CONSIGNE
Prolongez le texte sur la relance de l'opération Bol d'air face aux dettes des entreprises, en reprenant après sa dernière phrase.

EXTRAIT DU TEXTE
####

Guillaume Bourdon, président de Second Souffle; Marie-Josèphe Laurent, Bâtonnière de Lyon; Thierry Gardon, président du Tribunal de commerce de Lyon; et Odile Dubreuil, présidente régionale de l'Ordre des Experts-Comptables.
A.R.
Le remboursement des premiers PGE (Prêts Garantis par l'État) débute et les Urssaf réclament les dettes sociales tandis que les chiffres d’affaires ne sont pas forcément au rendez-vous et que la facture énergétique explose. Relancée, l’opération Bol d’Air entend prévenir les difficultés des entreprises.
À l’instant t, les chiffres ne sont pas si mauvais. La grande catastrophe annoncée ne se lit pas encore dans les données brutes du Tribunal de commerce de Lyon. « Fin septembre, nous comptabilisions 880 entreprises en procédure collective contre 1 400 à la même époque en 2019 », indique Thierry Gardon, son président. Le reflux devrait cependant prendre fin puisque les aides d’État ont quasiment disparu et que les factures vont arriver.
Odile Dubreuil, présidente de l’Ordre des experts-comptables Auvergne-Rhône-Alpes indique que le remboursement des premiers PGE débute et que les cotisations sociales, automatiquement suspendues à une époque, sont maintenant dues… et qu’elles s’ajoutent à celles de l’année en cours. Bref, le mur de dettes annoncé arrive et les difficultés de remboursement vont apparaître.
Générer une croissance de 8 % de son revenu net avant impôt pour faire face
Des difficultés majeures, à en croire Thierry Gardon, inquiet : « lorsque l’on a emprunté 25 % de son chiffre d’affaires à rembourser sur quatre ans, il faut générer une croissance de 8 % de son revenu net avant impôt pour faire face ». Beaucoup d’entreprises n’auront pas cette chance. D’autant qu’elles devront aussi payer leur dette sociale voire fiscale. S’ils sont possibles, ces remboursements obéreront de surcroît les capacités d’investissement des entreprises. D’autant qu’elles vont aussi devoir faire face à l’augmentation conséquente des tarifs de l’énergie.
Ces paramètres ont conduit l’ordre des avocats, l’ordre des experts-comptables, le tribunal de commerce et l’association Second souffle à relancer l’opération Bol d’air mise en place durant le Covid et qui n’avait pas trouvé son public puisque des aides avaient été mises en place.

####

DONNÉES D'ENTRÉE

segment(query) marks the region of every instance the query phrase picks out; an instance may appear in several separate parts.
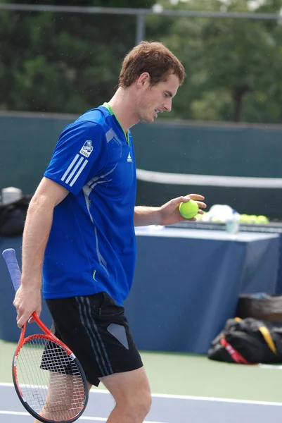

####

RÉPONSE
Surveiller sa trésorerie
Le dispositif s’adresse aux chefs d’entreprise qui se sentent en difficulté. L’idée est de tirer la sonnette d’alarme le plus tôt possible, sans attendre d’être au bord du gouffre. « Je dirais que le critère, c’est l’état de la trésorerie », commente Thierry Gardon. L’entrepreneur peut donc appeler le0801 280 250 pour trouver aide psychologique et technique. Des chefs d’entreprises bénévoles de l’association Second Souffle sont au bout du fil pour proposer des rendez-vous physique (les 3ème jeudi de chaque mois). Après un premier entretien, ils orienteront le demandeur vers un ou des interlocuteurs techniques.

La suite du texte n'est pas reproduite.